### Objective
Output the data below as a two-column CSV with the header columns "prompt" and "response", one row per entry, covering all of it. Put each entry's full wording and its answer in a single quoted field each, turn line breaks into spaces, and leave the pictures out.

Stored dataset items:
● ● ● ● ● ● ●

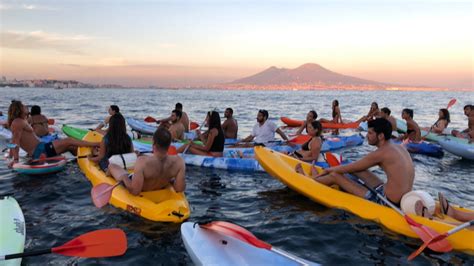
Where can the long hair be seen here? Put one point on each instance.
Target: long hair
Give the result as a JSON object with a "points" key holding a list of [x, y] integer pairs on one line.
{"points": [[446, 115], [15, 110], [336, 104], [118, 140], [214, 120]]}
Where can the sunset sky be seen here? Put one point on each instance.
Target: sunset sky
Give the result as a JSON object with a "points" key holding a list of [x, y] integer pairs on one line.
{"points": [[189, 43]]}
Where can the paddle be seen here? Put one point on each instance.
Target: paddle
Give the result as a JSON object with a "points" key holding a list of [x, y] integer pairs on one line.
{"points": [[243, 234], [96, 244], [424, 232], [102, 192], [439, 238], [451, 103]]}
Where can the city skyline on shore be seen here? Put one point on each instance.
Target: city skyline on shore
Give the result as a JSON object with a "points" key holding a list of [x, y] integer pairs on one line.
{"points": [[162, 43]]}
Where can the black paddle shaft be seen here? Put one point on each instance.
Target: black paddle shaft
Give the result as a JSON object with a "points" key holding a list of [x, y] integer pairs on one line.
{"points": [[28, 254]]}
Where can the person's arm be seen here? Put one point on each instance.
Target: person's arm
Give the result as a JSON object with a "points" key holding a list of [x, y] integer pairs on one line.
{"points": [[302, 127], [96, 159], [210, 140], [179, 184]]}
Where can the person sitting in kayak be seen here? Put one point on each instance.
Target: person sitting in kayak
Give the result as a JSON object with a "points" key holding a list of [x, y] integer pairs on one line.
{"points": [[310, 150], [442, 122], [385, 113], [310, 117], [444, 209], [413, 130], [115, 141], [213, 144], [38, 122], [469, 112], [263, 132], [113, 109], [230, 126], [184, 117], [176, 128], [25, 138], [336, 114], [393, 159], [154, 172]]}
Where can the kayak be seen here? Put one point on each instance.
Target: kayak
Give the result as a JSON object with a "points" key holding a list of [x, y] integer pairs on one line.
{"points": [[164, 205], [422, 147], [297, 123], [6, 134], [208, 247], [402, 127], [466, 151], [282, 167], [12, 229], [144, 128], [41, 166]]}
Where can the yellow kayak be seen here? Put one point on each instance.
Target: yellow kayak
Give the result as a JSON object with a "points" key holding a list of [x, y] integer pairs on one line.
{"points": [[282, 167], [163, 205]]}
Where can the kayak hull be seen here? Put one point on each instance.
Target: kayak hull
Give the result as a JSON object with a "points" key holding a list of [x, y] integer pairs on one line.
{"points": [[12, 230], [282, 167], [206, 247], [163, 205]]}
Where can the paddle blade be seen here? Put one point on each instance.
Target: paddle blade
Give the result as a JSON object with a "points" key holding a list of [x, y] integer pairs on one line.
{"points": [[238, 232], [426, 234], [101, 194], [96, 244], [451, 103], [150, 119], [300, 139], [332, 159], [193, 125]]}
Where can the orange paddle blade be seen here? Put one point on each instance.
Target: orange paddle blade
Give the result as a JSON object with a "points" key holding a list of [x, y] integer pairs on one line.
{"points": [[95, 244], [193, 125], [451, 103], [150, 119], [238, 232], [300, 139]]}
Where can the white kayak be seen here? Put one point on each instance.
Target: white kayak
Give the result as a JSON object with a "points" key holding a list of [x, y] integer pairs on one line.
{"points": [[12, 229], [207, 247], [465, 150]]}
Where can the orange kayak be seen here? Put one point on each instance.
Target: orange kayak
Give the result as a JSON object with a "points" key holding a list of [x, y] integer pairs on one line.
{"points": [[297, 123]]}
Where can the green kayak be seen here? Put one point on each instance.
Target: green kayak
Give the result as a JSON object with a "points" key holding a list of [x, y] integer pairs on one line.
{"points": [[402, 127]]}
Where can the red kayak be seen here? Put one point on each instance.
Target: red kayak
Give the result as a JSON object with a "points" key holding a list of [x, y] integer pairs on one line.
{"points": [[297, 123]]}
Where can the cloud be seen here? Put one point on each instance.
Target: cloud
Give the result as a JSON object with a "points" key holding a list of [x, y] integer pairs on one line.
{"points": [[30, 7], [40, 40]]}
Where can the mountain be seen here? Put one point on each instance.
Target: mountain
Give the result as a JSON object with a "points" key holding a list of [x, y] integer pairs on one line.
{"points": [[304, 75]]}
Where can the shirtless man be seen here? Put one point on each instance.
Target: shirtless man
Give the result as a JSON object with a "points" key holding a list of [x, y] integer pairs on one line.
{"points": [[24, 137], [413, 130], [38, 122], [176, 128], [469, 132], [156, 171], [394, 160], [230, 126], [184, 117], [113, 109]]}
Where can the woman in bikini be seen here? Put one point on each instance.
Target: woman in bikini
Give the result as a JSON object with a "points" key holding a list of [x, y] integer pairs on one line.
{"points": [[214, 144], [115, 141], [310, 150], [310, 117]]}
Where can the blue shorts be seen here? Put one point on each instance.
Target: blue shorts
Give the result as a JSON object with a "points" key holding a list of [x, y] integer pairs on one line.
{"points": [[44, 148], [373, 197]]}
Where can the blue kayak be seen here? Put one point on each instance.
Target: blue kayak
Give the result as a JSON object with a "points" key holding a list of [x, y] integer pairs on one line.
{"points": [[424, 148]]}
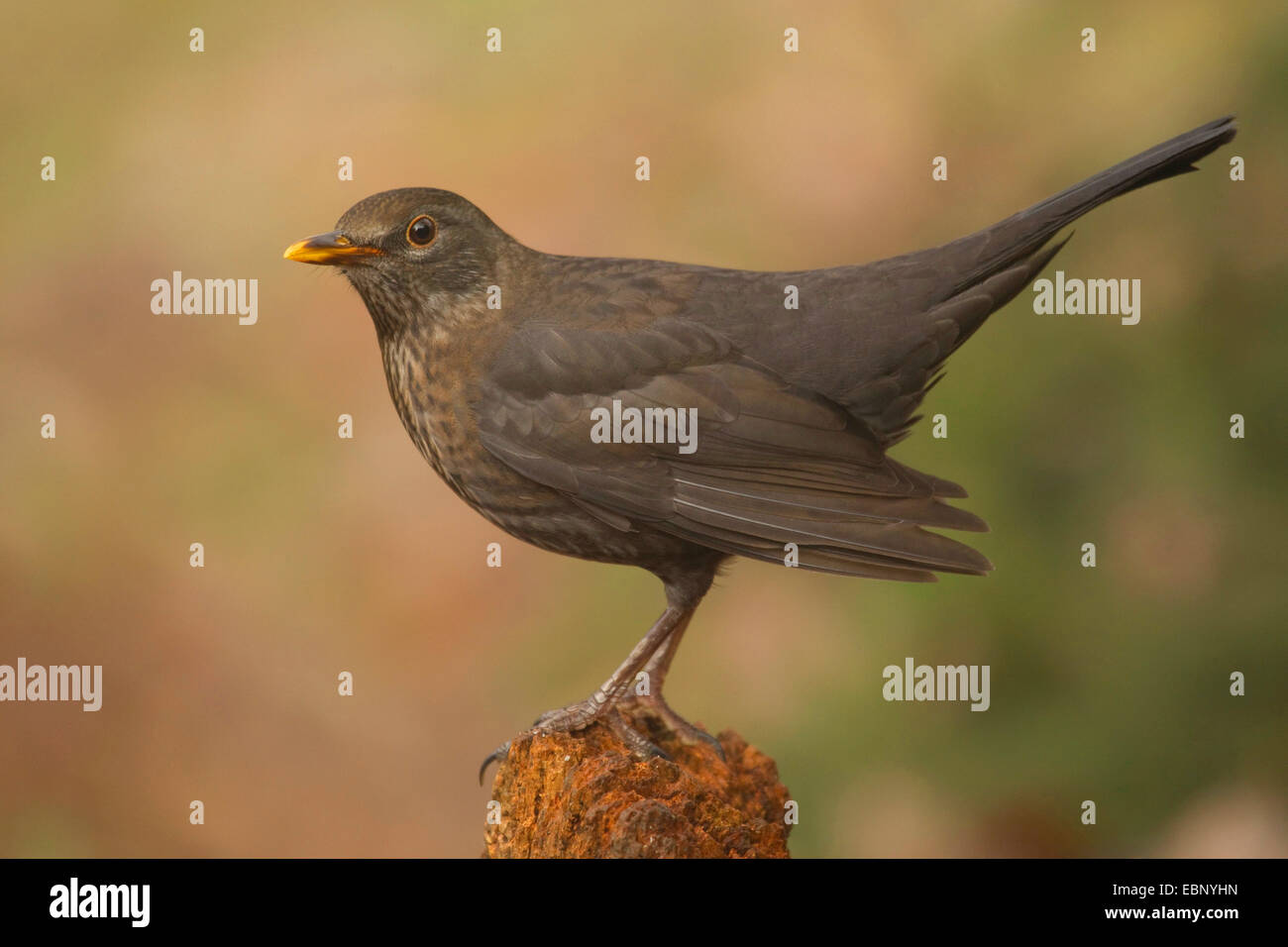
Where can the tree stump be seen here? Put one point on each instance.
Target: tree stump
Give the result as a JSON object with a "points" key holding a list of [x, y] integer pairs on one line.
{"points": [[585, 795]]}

● ● ● ● ● ● ●

### Answer to the exercise
prompt,response
"Where can the long hair be seen here? Put one point on each instance. Target: long hair Give the result as a JSON object with a ""points"" key holding a list of [x, y] integer pairs on one line.","{""points"": [[446, 115], [15, 110], [336, 104], [118, 140], [214, 120]]}"
"Where can the sunset sky be seen here? Put one point on each instance. Target: sunset sky Give the result as a JSON object with a ""points"" key holding a list of [x, y] integer pairs on one line.","{""points"": [[189, 43]]}"
"Where can the paddle be seen here? Put one point on each instance. Target: paddle Give the result as a JSON object with a ""points"" key holding a list of [x, y] integer pairs on one line.","{""points"": [[243, 234], [96, 244], [424, 232], [102, 192], [439, 238], [451, 103]]}"
"Where can the city skyline on shore be seen here? Put one point on each instance. Target: city skyline on shore Give the result as a JSON object with a ""points"" key holding a list of [x, y] integer pairs on one line.","{""points"": [[162, 43]]}"
"Where can the black paddle shaft be seen here? Put one point on each instance. Target: black paddle shaft Give the result as a JSON object with a ""points"" key holding a list of [x, y] integer pairs on one line.","{""points"": [[28, 254]]}"
"Where can the person's arm be seen here? Put one point on each instance. Target: person's arm Give the result as a JSON object with a ""points"" key holding a list of [x, y] integer pairs on one line.","{""points"": [[302, 127], [96, 159], [210, 140], [179, 184]]}"
"Where can the person sitting in kayak be seen here? Put one point on each instance. Target: person sitting in kayak Give the result as a JSON object with a ""points"" key holding a list of [x, y] integer pairs on one line.","{""points"": [[310, 150], [442, 122], [385, 113], [310, 117], [444, 209], [413, 130], [115, 141], [213, 144], [38, 122], [469, 112], [263, 132], [113, 109], [230, 126], [184, 117], [176, 128], [25, 138], [336, 114], [393, 159], [154, 172]]}"
"Where can the kayak be seen here? Put one point on each instance. Target: kayak Give the result as a JSON object with a ""points"" key holding a list of [x, y] integer pairs on one line.","{""points"": [[164, 205], [422, 147], [297, 123], [6, 134], [208, 247], [402, 127], [466, 151], [282, 167], [12, 229], [144, 128], [41, 166]]}"
"Where can the yellow kayak be seen here? Put one point on each instance. Target: yellow kayak Give the result as a JSON object with a ""points"" key holding a list of [x, y] integer pairs on one line.","{""points"": [[282, 167], [163, 205]]}"
"Where can the kayak hull be seen here? Put one point on each instance. Target: kayak hull Give the result as a JSON object with a ""points"" key holding a list of [x, y] integer pairs on one line.","{""points"": [[12, 230], [282, 167], [206, 247], [163, 205]]}"
"Where can the paddle blade be seen here? Put one point on each instance. Target: paddle blade Give the result as a JSON object with a ""points"" key holding a list of [x, y] integer pairs on one line.","{""points"": [[238, 232], [426, 234], [101, 194], [96, 244], [451, 103], [150, 119], [300, 139], [332, 159], [193, 125]]}"
"Where can the orange paddle blade be seen here? Put one point on each instance. Target: orange paddle blade Give the result as a JSON object with a ""points"" key holding a list of [x, y] integer pairs on one line.","{""points"": [[95, 244], [193, 125], [451, 103], [150, 119], [238, 232], [300, 139]]}"
"Where can the white kayak be seen here? Put one point on each instance. Target: white kayak Give the result as a JSON object with a ""points"" key holding a list of [x, y] integer pairs on one line.","{""points"": [[12, 229], [207, 247], [465, 150]]}"
"Where can the orange kayak be seen here? Put one point on each instance. Target: orange kayak Give the result as a JSON object with a ""points"" key holding a list of [x, y] integer pairs on one line.","{""points"": [[297, 123]]}"
"Where can the green kayak be seen here? Put one point on each instance. Target: green kayak Give the result as a JSON object with a ""points"" key holding a list of [x, y] integer pairs on one line.","{""points"": [[402, 127]]}"
"Where can the red kayak be seen here? Put one point on each instance. Target: red kayak Give the result as a JSON object with a ""points"" key holding a list of [x, y] integer pairs on one line.","{""points"": [[297, 123]]}"
"Where can the cloud be seen here? Put one point on each instance. Target: cloud Give the result as a JSON object with a ""points"" key holding a list of [x, y] integer pairs on one line.","{""points"": [[30, 7], [40, 40]]}"
"Where can the mountain be seen here? Put one point on each instance. Target: mountain Give the result as a JSON object with a ""points"" key holding a list of [x, y] integer pairs on one line.","{""points"": [[304, 75]]}"
"Where can the shirtless man be seen here? Put one point on each instance. Target: shirtless man Give the result as a JSON object with a ""points"" key holding a list of [x, y] integer pairs on one line.","{""points"": [[24, 137], [413, 130], [38, 122], [176, 128], [469, 132], [156, 171], [394, 160], [230, 126], [184, 117], [113, 109]]}"
"Where can the woman in bikini be seen here? Put one point on each instance. Target: woman in bikini Give the result as a JSON object with a ""points"" key holding a list of [x, y] integer pairs on one line.","{""points"": [[214, 144], [115, 141], [310, 150], [310, 117]]}"
"Where can the blue shorts be seen here? Put one point on each instance. Target: blue shorts Give the result as a JSON object with a ""points"" key holding a list of [x, y] integer pairs on one line.","{""points"": [[44, 148], [373, 197]]}"
"Where can the blue kayak be seen here? Put one point on each instance. Target: blue kayak Give the result as a JSON object with a ""points"" key holding a list of [x, y] integer pairs on one line.","{""points"": [[424, 148]]}"
"Where can the tree stump be seen here? Put one point on each instance. Target: tree stump Give the result as a JSON object with a ""points"" key holding a list of [x, y] integer pairs on one line.","{""points"": [[585, 795]]}"